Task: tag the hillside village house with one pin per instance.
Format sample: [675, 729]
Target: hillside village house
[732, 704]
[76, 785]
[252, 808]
________
Task details: Turn each line of the material above into one string in a JSON list, leaving out any blank lines.

Response:
[
  "Task: tag the hillside village house with one pin per instance.",
  "Format sample: [675, 729]",
  "Target: hillside village house",
  "[732, 704]",
  "[76, 785]",
  "[252, 808]"
]